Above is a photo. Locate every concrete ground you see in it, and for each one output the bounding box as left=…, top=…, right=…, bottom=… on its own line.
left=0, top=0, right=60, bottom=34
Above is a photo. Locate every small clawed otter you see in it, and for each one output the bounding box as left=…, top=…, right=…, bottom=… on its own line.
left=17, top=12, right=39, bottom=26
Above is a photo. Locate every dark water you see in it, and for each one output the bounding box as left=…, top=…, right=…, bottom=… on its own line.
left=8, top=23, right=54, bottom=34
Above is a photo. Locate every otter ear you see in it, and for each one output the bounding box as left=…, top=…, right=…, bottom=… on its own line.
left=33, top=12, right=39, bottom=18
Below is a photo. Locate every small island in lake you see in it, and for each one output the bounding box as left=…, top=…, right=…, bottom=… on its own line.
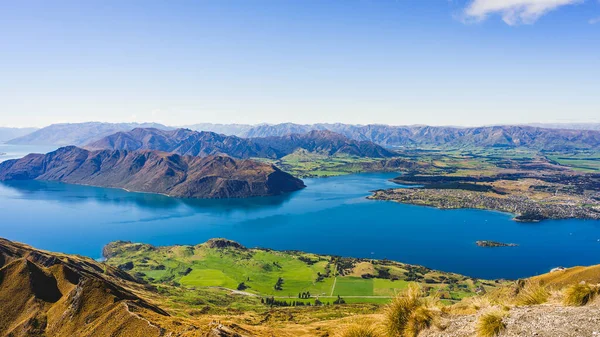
left=476, top=240, right=518, bottom=247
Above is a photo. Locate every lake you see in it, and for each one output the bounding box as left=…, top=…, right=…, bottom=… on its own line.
left=1, top=144, right=600, bottom=279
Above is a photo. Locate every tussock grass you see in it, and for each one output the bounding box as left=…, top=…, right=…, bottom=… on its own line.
left=443, top=296, right=492, bottom=315
left=384, top=283, right=439, bottom=337
left=337, top=324, right=381, bottom=337
left=563, top=282, right=599, bottom=306
left=476, top=310, right=506, bottom=337
left=515, top=281, right=549, bottom=306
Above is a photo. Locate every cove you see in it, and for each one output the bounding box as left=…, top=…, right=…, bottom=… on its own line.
left=1, top=170, right=600, bottom=280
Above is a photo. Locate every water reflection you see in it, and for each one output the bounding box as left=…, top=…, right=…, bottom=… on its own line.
left=0, top=180, right=297, bottom=213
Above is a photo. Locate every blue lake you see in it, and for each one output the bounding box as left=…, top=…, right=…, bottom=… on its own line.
left=1, top=145, right=600, bottom=279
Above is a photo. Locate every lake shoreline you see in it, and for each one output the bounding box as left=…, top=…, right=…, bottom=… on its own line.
left=1, top=172, right=600, bottom=280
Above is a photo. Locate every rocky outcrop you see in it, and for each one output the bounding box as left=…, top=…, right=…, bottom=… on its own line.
left=205, top=239, right=246, bottom=250
left=0, top=146, right=305, bottom=198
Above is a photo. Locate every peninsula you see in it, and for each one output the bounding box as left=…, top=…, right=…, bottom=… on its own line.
left=0, top=146, right=305, bottom=198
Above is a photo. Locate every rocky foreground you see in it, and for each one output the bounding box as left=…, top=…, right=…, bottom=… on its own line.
left=0, top=146, right=305, bottom=198
left=422, top=304, right=600, bottom=337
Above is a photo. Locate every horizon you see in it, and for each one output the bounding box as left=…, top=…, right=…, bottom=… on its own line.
left=1, top=0, right=599, bottom=128
left=3, top=119, right=600, bottom=130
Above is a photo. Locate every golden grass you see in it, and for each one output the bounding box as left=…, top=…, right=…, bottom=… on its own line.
left=515, top=281, right=549, bottom=306
left=384, top=283, right=439, bottom=337
left=476, top=310, right=506, bottom=337
left=531, top=265, right=600, bottom=288
left=563, top=283, right=599, bottom=306
left=443, top=296, right=492, bottom=315
left=337, top=324, right=381, bottom=337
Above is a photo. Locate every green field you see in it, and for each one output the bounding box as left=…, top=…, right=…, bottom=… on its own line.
left=254, top=150, right=393, bottom=178
left=104, top=239, right=496, bottom=308
left=546, top=153, right=600, bottom=172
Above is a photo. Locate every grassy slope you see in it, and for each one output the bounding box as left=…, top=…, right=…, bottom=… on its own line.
left=104, top=239, right=497, bottom=306
left=531, top=265, right=600, bottom=288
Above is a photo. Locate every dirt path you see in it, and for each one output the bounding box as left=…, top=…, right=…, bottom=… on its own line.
left=330, top=277, right=337, bottom=296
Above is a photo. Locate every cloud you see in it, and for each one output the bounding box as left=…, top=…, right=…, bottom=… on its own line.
left=590, top=16, right=600, bottom=24
left=462, top=0, right=583, bottom=25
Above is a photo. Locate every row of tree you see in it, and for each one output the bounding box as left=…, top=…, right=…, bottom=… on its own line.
left=261, top=296, right=345, bottom=307
left=298, top=291, right=311, bottom=298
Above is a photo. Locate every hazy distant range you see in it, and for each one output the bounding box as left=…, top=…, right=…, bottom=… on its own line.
left=2, top=121, right=600, bottom=151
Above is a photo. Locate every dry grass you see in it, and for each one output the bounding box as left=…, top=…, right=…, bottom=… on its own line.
left=384, top=283, right=439, bottom=337
left=337, top=324, right=381, bottom=337
left=476, top=310, right=506, bottom=337
left=443, top=296, right=492, bottom=315
left=563, top=282, right=599, bottom=306
left=531, top=265, right=600, bottom=288
left=515, top=281, right=549, bottom=306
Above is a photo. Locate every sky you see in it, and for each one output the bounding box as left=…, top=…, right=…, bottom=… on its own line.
left=0, top=0, right=599, bottom=128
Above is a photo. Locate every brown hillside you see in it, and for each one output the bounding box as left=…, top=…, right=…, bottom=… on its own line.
left=0, top=238, right=171, bottom=337
left=0, top=146, right=305, bottom=198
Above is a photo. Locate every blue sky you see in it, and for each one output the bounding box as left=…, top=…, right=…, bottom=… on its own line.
left=0, top=0, right=598, bottom=127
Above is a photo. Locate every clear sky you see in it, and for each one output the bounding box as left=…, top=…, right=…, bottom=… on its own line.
left=1, top=0, right=599, bottom=127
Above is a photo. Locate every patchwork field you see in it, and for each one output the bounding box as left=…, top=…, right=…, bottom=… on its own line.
left=103, top=238, right=497, bottom=308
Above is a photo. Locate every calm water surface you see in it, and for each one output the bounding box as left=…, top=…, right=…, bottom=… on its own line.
left=1, top=144, right=599, bottom=279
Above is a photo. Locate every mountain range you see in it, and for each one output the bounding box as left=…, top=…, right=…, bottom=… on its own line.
left=6, top=122, right=600, bottom=151
left=0, top=146, right=304, bottom=198
left=87, top=128, right=395, bottom=158
left=238, top=123, right=600, bottom=150
left=6, top=122, right=172, bottom=146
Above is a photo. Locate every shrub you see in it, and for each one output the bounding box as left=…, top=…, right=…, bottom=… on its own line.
left=384, top=283, right=438, bottom=337
left=476, top=310, right=506, bottom=337
left=338, top=325, right=380, bottom=337
left=563, top=283, right=599, bottom=306
left=515, top=282, right=549, bottom=306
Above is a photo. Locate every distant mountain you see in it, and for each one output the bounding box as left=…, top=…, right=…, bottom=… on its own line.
left=242, top=122, right=318, bottom=138
left=6, top=122, right=172, bottom=146
left=253, top=130, right=396, bottom=157
left=0, top=146, right=305, bottom=198
left=11, top=121, right=600, bottom=150
left=182, top=122, right=253, bottom=135
left=524, top=123, right=600, bottom=131
left=86, top=128, right=279, bottom=158
left=0, top=127, right=37, bottom=142
left=88, top=128, right=395, bottom=158
left=241, top=123, right=600, bottom=150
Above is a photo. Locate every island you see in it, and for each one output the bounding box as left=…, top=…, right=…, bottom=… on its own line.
left=0, top=146, right=305, bottom=198
left=476, top=240, right=518, bottom=247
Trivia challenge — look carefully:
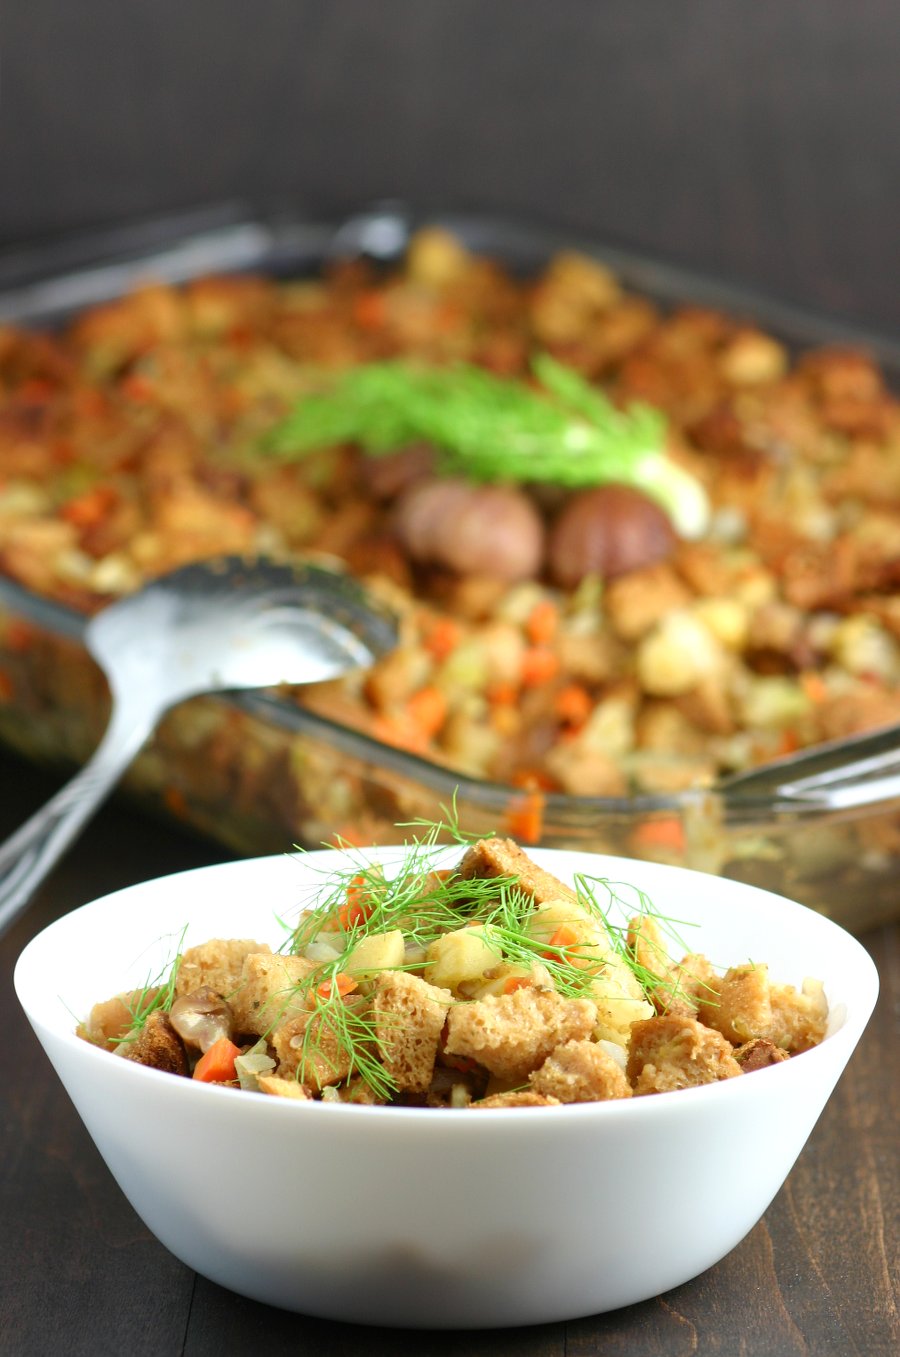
________________________________________
▶ THE PROBLEM
The answer must be an exact copy of the records, with no images in it.

▶ WRITTEN SOLUTION
Above is a photo. Locate every concrete ground you see in it, and for each one output the bounding box as left=…, top=…, right=…, bottom=… on its own line.
left=0, top=0, right=60, bottom=34
Above is a photo. Locate every small clawed otter you see in it, and for each one output the bounding box as left=…, top=…, right=…, bottom=… on its own line.
left=17, top=12, right=39, bottom=26
Above is a photo. Locate every dark water you see in it, and for each one output the bounding box as left=…, top=…, right=…, bottom=… on its own line.
left=8, top=23, right=54, bottom=34
Above is a photo. Locate every otter ear you see in it, and for each one output the bounding box as left=…, top=…, right=…, bottom=… on its own line.
left=33, top=12, right=39, bottom=18
Below is a photo. Locate every small island in lake you see in it, and for each one output the bounding box as left=…, top=…, right=…, bottom=… on its own line.
left=476, top=240, right=518, bottom=247
Above is a photo. Locate every lake you see in it, and for each one output the bounding box as left=…, top=…, right=…, bottom=… on its own line.
left=1, top=144, right=600, bottom=279
Above is a photo. Locate every tussock grass you see in it, and for each one output the bounding box as left=…, top=…, right=…, bottom=… on its own line.
left=443, top=296, right=492, bottom=315
left=384, top=283, right=439, bottom=337
left=337, top=324, right=381, bottom=337
left=563, top=282, right=599, bottom=306
left=476, top=310, right=506, bottom=337
left=515, top=281, right=549, bottom=306
Above is a photo. Locate every cove you see in it, and for each one output the bounding box as left=…, top=…, right=…, bottom=… on its own line.
left=1, top=170, right=600, bottom=280
Above is a photo. Locate every water reflection you see in it, and for each one output the bounding box as left=…, top=…, right=…, bottom=… on its own line.
left=0, top=180, right=297, bottom=213
Above is a photo. Locate every blue lake you see in it, and for each one output the bounding box as left=…, top=…, right=…, bottom=… on its own line.
left=1, top=145, right=600, bottom=279
Above is a photo. Locate every lake shoreline you see in it, and for each one output the bounding box as left=…, top=…, right=…, bottom=… on its own line.
left=1, top=172, right=600, bottom=280
Above is a photo. Locate every rocky outcrop you see in it, and for each one output the bounding box as left=…, top=…, right=…, bottom=… on its own line.
left=205, top=239, right=246, bottom=250
left=0, top=146, right=305, bottom=198
Above is a photo. Locate every peninsula you see in it, and for each one output the bounding box as left=…, top=…, right=…, bottom=… on its own line.
left=0, top=146, right=305, bottom=198
Above is a photo. Locate every rocky foreground you see in it, and for each one output the bounding box as left=…, top=…, right=…, bottom=… on its own line.
left=0, top=146, right=305, bottom=198
left=422, top=304, right=600, bottom=337
Above is a photo. Locate every horizon you see in it, and for each one output the bounding box as left=…, top=…, right=…, bottom=… on its own line.
left=1, top=0, right=599, bottom=128
left=3, top=119, right=600, bottom=130
Above is a photo. Locate every golden grass you see in it, and for each one output the bounding box as left=…, top=…, right=…, bottom=… on its own line.
left=515, top=281, right=549, bottom=306
left=384, top=283, right=439, bottom=337
left=476, top=310, right=506, bottom=337
left=531, top=265, right=600, bottom=288
left=563, top=283, right=599, bottom=306
left=443, top=296, right=492, bottom=315
left=337, top=324, right=381, bottom=337
Above is a photo. Locate every green field you see in it, and for each one output the bounding box as left=…, top=…, right=…, bottom=… on its own line.
left=254, top=150, right=393, bottom=178
left=104, top=239, right=496, bottom=308
left=546, top=153, right=600, bottom=172
Above is a photo. Locate every grassy slope you see in it, and for each one output the bounding box as left=…, top=…, right=…, bottom=… on its own line.
left=104, top=239, right=497, bottom=306
left=531, top=265, right=600, bottom=288
Above is a photo. Locate every dirt path you see in it, and for each one output the bounding box as left=…, top=…, right=…, bottom=… on its own line.
left=330, top=277, right=337, bottom=296
Above is a photo. Locate every cloud you see in it, and for each one output the bounding box as left=…, top=…, right=…, bottom=… on its own line.
left=590, top=16, right=600, bottom=24
left=462, top=0, right=583, bottom=25
Above is a photo. Locate every row of tree you see in it, and for each one output the bounding box as left=…, top=…, right=…, bottom=… on its own line.
left=261, top=296, right=345, bottom=307
left=298, top=291, right=311, bottom=298
Above is a photo. Locate every hazy distant range you see in it, and for each one output the bounding box as left=…, top=…, right=…, bottom=… on its own line.
left=2, top=121, right=600, bottom=151
Above is a photo. Locate every dry grass you see in it, and for each one output the bounding box as left=…, top=…, right=…, bottom=… on its own line.
left=384, top=283, right=439, bottom=337
left=337, top=324, right=381, bottom=337
left=476, top=310, right=506, bottom=337
left=443, top=296, right=492, bottom=315
left=563, top=282, right=599, bottom=306
left=531, top=265, right=600, bottom=288
left=515, top=281, right=549, bottom=306
Above is a photo. Locate every sky you see in it, and for each one output the bounding box as left=…, top=…, right=…, bottom=… on its own line.
left=0, top=0, right=599, bottom=128
Above is a photo. Locate every brown hillside you see in it, and for each one output the bounding box as left=…, top=…, right=…, bottom=… on its own line.
left=0, top=238, right=171, bottom=337
left=0, top=146, right=305, bottom=198
Above is a photo. Locate every blue sky you see in it, and for each one output the bounding box as left=…, top=…, right=…, bottom=… on its own line.
left=0, top=0, right=598, bottom=127
Above is a photo. Locate every clear sky you see in it, and for each one output the bounding box as left=…, top=…, right=…, bottom=… on its own line.
left=1, top=0, right=599, bottom=127
Above is a photo. Locate every patchwork field you see in it, and for each one output the bounding box as left=…, top=…, right=…, bottom=… on its own line.
left=103, top=238, right=497, bottom=308
Above is a photo. Locate every calm water surface you see in it, and for each one output the bounding box as left=…, top=…, right=…, bottom=… on its own line.
left=1, top=144, right=599, bottom=279
Above is a photo. Locate every mountain range you see in it, and for each one output the bounding box as left=…, top=…, right=…, bottom=… on its own line.
left=6, top=122, right=600, bottom=151
left=0, top=146, right=304, bottom=198
left=87, top=128, right=395, bottom=158
left=238, top=123, right=600, bottom=150
left=6, top=122, right=172, bottom=146
Above is a photo. Locate every shrub you see in it, and for each one output the bounding box as left=…, top=…, right=…, bottom=… on its own line.
left=384, top=283, right=438, bottom=337
left=476, top=310, right=506, bottom=337
left=338, top=325, right=380, bottom=337
left=563, top=283, right=599, bottom=306
left=515, top=282, right=549, bottom=306
Above is a photo. Locate every distant mountain you see in it, and for each one output the bounding box as left=…, top=…, right=…, bottom=… on its own line.
left=242, top=122, right=318, bottom=138
left=6, top=122, right=172, bottom=146
left=253, top=130, right=396, bottom=157
left=0, top=146, right=305, bottom=198
left=11, top=121, right=600, bottom=150
left=182, top=122, right=253, bottom=135
left=524, top=123, right=600, bottom=131
left=86, top=128, right=279, bottom=158
left=0, top=127, right=37, bottom=142
left=88, top=128, right=395, bottom=158
left=241, top=123, right=600, bottom=150
Above is a photo. Locate every island you see in it, and for each one output the bounding box as left=…, top=…, right=…, bottom=… on its own line.
left=0, top=146, right=305, bottom=198
left=476, top=240, right=518, bottom=247
Trivia challenge — look carefully:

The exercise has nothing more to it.